## Supplied data
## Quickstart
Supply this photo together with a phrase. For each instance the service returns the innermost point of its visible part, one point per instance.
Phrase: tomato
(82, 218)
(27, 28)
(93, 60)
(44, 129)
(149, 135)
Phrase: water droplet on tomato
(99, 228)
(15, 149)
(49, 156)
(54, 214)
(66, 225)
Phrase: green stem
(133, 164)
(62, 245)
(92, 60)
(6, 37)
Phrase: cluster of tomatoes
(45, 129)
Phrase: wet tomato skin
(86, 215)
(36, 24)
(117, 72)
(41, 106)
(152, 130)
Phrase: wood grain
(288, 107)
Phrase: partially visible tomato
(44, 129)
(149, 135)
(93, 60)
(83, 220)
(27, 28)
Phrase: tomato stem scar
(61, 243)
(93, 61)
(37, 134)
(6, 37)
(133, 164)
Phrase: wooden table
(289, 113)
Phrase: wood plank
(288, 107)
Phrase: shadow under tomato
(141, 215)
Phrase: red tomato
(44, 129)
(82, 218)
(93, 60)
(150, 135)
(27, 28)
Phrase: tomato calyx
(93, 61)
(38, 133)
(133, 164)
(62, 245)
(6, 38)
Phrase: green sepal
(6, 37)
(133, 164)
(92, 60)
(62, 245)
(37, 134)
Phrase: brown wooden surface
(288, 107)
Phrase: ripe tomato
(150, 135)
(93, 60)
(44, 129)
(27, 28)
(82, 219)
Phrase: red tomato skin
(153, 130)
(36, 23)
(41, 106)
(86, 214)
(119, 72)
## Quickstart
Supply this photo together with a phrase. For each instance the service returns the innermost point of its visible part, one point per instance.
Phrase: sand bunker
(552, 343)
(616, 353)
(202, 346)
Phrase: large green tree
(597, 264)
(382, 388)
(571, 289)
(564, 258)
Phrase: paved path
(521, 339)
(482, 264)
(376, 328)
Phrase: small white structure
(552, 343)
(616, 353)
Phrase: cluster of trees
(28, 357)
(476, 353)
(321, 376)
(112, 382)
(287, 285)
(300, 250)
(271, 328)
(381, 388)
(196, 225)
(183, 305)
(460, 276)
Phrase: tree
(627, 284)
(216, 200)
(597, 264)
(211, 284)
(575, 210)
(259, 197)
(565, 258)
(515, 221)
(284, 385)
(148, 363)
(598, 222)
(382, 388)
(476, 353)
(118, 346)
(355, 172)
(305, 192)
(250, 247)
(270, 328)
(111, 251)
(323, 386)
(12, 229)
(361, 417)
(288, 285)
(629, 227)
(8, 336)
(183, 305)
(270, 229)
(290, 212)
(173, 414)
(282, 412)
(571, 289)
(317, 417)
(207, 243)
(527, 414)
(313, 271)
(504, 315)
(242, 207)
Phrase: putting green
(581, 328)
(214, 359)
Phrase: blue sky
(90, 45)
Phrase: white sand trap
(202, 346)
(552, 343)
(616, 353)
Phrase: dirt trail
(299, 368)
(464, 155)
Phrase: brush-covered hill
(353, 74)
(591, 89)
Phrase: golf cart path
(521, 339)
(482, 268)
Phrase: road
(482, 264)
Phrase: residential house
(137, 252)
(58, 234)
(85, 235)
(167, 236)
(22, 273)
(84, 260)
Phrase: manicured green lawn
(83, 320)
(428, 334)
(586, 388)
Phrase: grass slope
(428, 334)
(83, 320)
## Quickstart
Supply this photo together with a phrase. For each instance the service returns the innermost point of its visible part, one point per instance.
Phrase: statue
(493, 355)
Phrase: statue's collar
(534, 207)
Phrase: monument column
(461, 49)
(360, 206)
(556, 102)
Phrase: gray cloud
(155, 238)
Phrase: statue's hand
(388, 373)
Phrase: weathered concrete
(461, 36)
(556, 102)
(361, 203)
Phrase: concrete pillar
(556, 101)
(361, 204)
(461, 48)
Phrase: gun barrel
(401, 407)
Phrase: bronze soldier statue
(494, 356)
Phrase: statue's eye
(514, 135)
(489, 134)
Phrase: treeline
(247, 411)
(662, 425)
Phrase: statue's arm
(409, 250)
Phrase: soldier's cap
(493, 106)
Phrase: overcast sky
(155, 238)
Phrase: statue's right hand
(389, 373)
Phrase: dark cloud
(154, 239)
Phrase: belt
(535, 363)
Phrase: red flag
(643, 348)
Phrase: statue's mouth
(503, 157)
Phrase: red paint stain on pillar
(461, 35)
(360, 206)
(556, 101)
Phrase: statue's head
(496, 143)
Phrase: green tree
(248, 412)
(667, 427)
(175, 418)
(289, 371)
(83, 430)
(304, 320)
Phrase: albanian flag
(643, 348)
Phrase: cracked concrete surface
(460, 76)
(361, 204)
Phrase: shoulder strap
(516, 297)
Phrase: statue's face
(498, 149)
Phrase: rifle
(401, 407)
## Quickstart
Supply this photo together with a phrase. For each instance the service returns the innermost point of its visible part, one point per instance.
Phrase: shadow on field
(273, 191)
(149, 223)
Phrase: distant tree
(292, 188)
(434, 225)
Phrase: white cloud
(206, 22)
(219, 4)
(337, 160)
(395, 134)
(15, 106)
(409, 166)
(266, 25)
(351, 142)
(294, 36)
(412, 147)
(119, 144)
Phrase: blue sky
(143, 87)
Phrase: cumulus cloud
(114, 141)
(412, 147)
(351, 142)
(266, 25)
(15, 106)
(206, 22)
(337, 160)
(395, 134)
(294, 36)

## Brief
Exact transcription of the records is all that is wanted.

## Reply to the exercise
## Quickstart
Supply this photo together with a phrase. For each instance the service returns the innermost point of its visible part, one point per instance.
Phrase: tomato
(82, 218)
(27, 28)
(93, 60)
(44, 129)
(149, 135)
Phrase: water droplet on tomato
(99, 228)
(15, 149)
(49, 156)
(54, 214)
(66, 225)
Phrase: green stem
(133, 164)
(62, 245)
(92, 60)
(6, 37)
Phrase: cluster of tomatoes
(45, 129)
Phrase: wet tomato skin
(86, 215)
(36, 24)
(117, 72)
(41, 106)
(152, 130)
Phrase: wood grain
(288, 107)
Phrase: partially visible tomato
(44, 129)
(149, 135)
(93, 60)
(83, 220)
(27, 28)
Phrase: tomato stem scar
(61, 243)
(93, 61)
(37, 134)
(6, 37)
(133, 164)
Phrase: wooden table
(289, 113)
Phrase: wood plank
(288, 107)
Phrase: shadow under tomato
(141, 215)
Phrase: red tomato
(44, 129)
(82, 218)
(93, 60)
(150, 135)
(27, 28)
Phrase: tomato calyx
(93, 61)
(38, 133)
(133, 164)
(62, 245)
(6, 38)
Phrase: green sepal
(6, 37)
(133, 164)
(92, 60)
(62, 245)
(37, 134)
Phrase: brown wooden surface
(288, 107)
Phrase: ripe tomato
(150, 135)
(93, 60)
(44, 129)
(27, 28)
(82, 219)
Phrase: red tomato skin
(153, 130)
(36, 23)
(41, 106)
(86, 214)
(119, 72)
## Quickstart
Supply this photo together with a phrase. For each instance the service returns the innermost point of its visible part, one point per instance.
Phrase: sand bunker
(552, 343)
(616, 353)
(202, 346)
Phrase: large green tree
(597, 264)
(382, 388)
(571, 289)
(564, 258)
Phrase: paved path
(521, 339)
(482, 264)
(376, 328)
Phrase: small white structure
(552, 343)
(616, 353)
Phrase: cluster of trees
(28, 357)
(476, 353)
(321, 376)
(112, 382)
(287, 285)
(300, 250)
(271, 328)
(381, 388)
(196, 225)
(183, 305)
(460, 276)
Phrase: tree
(627, 284)
(216, 200)
(597, 264)
(211, 284)
(575, 210)
(259, 197)
(565, 258)
(515, 221)
(284, 385)
(148, 363)
(598, 222)
(382, 388)
(476, 353)
(118, 346)
(355, 172)
(305, 192)
(250, 247)
(270, 328)
(111, 251)
(323, 386)
(12, 229)
(361, 417)
(288, 285)
(629, 227)
(8, 336)
(183, 305)
(270, 229)
(290, 212)
(173, 414)
(282, 412)
(571, 289)
(317, 417)
(207, 243)
(527, 414)
(313, 271)
(504, 315)
(242, 207)
Phrase: putting green
(581, 328)
(214, 359)
Phrase: blue sky
(90, 45)
Phrase: white sand trap
(202, 346)
(552, 343)
(616, 353)
Phrase: dirt trail
(299, 368)
(464, 155)
Phrase: brush-covered hill
(353, 74)
(591, 89)
Phrase: golf cart path
(521, 339)
(482, 268)
Phrase: road
(482, 264)
Phrase: residential house
(137, 252)
(58, 234)
(85, 235)
(167, 236)
(22, 273)
(84, 260)
Phrase: manicured green lawn
(83, 320)
(428, 334)
(586, 388)
Phrase: grass slope
(428, 334)
(83, 320)
## Quickstart
Supply this photo together with a phrase. For each instance the service returns the innermost point of its visible part, one point per instance.
Phrase: statue
(493, 355)
Phrase: statue's collar
(534, 207)
Phrase: monument column
(461, 49)
(360, 206)
(556, 102)
Phrase: gray cloud
(155, 238)
Phrase: statue's hand
(388, 373)
Phrase: weathered concrete
(461, 36)
(556, 102)
(361, 203)
Phrase: concrete pillar
(556, 101)
(361, 204)
(461, 48)
Phrase: gun barrel
(401, 407)
Phrase: bronze soldier statue
(494, 356)
Phrase: statue's eye
(514, 135)
(489, 134)
Phrase: treeline
(247, 411)
(662, 425)
Phrase: statue's arm
(409, 250)
Phrase: soldier's cap
(493, 106)
Phrase: overcast sky
(155, 238)
Phrase: statue's right hand
(389, 373)
Phrase: dark cloud
(154, 239)
Phrase: belt
(535, 363)
Phrase: red flag
(643, 348)
Phrase: statue's mouth
(503, 157)
Phrase: red paint stain on pillar
(461, 35)
(360, 206)
(556, 101)
Phrase: statue's head
(496, 143)
Phrase: green tree
(248, 412)
(667, 427)
(175, 418)
(289, 371)
(83, 430)
(304, 320)
Phrase: albanian flag
(643, 348)
Phrase: cracked concrete surface
(460, 76)
(361, 204)
Phrase: shoulder strap
(516, 297)
Phrase: statue's face
(498, 149)
Phrase: rifle
(401, 407)
## Quickstart
Supply this photo together with a phrase. For each instance the service returns the innermost point of its visible part, one point per instance.
Phrase: shadow on field
(273, 191)
(149, 223)
Phrase: distant tree
(292, 188)
(434, 225)
Phrase: white cloud
(206, 22)
(219, 4)
(337, 160)
(395, 134)
(15, 106)
(409, 166)
(266, 25)
(351, 142)
(294, 36)
(412, 147)
(119, 144)
Phrase: blue sky
(143, 87)
Phrase: cumulus cloud
(114, 141)
(412, 147)
(351, 142)
(266, 25)
(15, 106)
(206, 22)
(337, 160)
(395, 134)
(294, 36)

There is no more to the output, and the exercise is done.